● **Stored data entries**

● ● ●

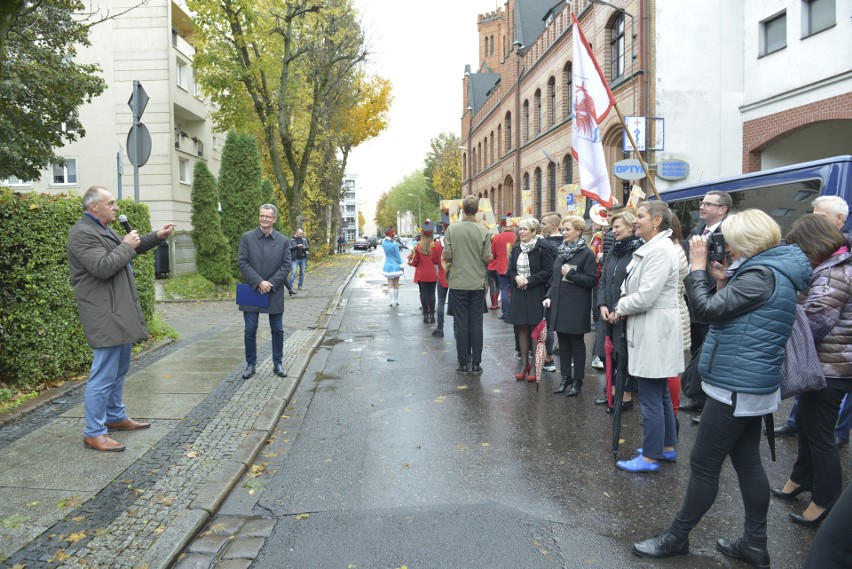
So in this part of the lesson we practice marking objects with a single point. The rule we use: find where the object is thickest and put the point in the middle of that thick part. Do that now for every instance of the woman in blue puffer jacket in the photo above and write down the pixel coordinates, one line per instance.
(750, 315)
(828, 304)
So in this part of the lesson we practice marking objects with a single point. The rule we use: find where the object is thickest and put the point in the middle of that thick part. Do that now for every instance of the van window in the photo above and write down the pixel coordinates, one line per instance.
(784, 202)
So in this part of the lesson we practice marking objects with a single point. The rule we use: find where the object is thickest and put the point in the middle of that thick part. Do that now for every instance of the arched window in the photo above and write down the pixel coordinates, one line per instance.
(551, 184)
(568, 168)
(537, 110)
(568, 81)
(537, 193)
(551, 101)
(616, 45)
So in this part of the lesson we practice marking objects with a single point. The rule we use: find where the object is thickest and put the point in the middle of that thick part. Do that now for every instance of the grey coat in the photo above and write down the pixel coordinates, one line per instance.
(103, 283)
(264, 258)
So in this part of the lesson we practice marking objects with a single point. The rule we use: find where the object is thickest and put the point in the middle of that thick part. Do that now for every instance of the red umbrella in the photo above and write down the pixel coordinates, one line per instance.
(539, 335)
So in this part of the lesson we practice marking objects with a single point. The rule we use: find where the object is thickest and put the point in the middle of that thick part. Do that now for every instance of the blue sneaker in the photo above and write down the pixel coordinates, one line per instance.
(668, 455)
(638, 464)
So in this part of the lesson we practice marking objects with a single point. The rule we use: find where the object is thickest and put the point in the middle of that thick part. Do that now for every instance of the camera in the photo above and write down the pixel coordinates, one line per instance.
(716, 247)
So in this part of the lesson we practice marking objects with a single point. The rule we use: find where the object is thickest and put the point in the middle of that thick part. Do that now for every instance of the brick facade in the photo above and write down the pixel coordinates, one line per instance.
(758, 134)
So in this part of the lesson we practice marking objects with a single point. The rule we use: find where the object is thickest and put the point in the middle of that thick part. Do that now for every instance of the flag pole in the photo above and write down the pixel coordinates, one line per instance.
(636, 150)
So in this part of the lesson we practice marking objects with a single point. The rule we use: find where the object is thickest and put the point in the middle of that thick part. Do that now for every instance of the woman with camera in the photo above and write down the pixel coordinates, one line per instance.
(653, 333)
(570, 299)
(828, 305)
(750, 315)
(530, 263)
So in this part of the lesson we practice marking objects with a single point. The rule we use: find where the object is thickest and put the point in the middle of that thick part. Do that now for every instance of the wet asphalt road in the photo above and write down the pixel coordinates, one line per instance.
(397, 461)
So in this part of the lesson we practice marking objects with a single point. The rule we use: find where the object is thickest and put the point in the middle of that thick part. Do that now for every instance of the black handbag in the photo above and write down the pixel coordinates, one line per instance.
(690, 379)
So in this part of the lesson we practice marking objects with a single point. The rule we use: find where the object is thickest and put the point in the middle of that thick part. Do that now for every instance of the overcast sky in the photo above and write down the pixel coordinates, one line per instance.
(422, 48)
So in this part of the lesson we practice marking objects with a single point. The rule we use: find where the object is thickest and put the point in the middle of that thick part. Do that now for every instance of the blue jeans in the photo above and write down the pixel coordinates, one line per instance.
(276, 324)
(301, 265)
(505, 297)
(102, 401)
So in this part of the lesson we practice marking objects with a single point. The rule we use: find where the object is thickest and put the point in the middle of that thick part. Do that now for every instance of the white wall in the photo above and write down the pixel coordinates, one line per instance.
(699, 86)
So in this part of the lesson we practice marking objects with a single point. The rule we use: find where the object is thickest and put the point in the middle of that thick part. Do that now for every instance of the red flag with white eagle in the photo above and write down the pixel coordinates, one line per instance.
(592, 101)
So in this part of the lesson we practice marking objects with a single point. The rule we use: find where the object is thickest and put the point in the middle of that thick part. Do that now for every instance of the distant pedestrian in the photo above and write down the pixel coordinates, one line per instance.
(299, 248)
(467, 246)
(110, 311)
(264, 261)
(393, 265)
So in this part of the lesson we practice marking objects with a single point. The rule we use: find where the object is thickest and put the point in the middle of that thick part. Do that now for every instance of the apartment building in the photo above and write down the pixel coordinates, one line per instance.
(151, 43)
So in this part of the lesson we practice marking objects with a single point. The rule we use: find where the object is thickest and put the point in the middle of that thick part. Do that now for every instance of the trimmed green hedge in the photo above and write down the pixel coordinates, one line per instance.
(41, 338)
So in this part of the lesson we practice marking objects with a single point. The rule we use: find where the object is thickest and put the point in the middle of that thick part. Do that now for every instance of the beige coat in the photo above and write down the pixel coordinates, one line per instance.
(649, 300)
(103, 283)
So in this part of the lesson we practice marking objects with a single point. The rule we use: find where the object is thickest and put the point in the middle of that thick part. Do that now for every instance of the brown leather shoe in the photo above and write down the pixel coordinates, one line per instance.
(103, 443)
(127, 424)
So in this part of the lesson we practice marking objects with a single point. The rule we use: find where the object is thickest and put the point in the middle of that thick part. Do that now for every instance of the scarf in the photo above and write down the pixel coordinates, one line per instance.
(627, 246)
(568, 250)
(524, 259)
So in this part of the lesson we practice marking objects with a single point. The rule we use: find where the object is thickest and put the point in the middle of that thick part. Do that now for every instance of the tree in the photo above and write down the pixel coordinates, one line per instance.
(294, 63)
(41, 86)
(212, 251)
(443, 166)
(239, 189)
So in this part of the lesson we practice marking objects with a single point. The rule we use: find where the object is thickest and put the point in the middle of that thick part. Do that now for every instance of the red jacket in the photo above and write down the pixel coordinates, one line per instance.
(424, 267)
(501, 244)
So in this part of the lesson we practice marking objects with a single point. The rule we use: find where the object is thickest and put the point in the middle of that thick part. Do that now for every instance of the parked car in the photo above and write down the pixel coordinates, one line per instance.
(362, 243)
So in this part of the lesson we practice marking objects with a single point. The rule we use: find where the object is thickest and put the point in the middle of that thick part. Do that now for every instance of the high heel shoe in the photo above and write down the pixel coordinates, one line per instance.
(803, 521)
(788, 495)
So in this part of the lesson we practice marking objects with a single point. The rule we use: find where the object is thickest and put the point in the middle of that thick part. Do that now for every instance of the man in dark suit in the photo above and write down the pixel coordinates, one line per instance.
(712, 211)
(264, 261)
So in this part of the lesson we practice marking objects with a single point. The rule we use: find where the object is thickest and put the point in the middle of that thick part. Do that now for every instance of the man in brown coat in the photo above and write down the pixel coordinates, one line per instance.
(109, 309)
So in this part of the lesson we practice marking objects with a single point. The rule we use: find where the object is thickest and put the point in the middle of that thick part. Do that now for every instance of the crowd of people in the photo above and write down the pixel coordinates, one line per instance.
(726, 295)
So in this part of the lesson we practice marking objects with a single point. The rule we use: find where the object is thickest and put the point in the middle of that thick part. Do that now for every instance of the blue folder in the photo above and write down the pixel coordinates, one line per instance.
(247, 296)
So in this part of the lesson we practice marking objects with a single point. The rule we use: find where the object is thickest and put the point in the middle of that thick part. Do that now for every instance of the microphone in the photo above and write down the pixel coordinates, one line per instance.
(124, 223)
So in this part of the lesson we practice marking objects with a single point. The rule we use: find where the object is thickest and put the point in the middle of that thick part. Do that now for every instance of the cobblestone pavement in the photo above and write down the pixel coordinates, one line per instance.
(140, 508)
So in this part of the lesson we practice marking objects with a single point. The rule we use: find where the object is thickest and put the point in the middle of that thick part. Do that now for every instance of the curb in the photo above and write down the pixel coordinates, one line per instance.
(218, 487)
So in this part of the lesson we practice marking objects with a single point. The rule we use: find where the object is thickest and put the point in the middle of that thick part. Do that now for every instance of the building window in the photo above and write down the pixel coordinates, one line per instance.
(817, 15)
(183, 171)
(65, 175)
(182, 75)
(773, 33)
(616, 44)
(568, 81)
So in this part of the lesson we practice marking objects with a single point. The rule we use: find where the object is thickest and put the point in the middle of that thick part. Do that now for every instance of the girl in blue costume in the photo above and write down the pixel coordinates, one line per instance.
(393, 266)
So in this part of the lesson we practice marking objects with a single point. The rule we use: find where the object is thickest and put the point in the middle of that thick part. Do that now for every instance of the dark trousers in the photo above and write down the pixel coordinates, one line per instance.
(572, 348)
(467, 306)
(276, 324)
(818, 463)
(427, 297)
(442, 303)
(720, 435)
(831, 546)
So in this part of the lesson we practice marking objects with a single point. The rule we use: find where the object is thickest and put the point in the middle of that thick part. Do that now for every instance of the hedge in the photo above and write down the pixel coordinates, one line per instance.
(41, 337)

● ● ●

● **PROBLEM**
Express everything from the line containing "of the hedge" down to the end of the records as a two-column CSV with the columns "text" and "answer". Give one row per record, with the text and the answer each in a single quoted field and any line breaks turned into spaces.

● **TASK RESULT**
text,answer
"So in this part of the lesson we practice marking objects with a single point. The rule we use: find where the object is thickest and put the point in the middle of that thick part. Do that now for every instance of the hedge in the photo above and write down the pixel coordinates, one line per instance.","(41, 337)"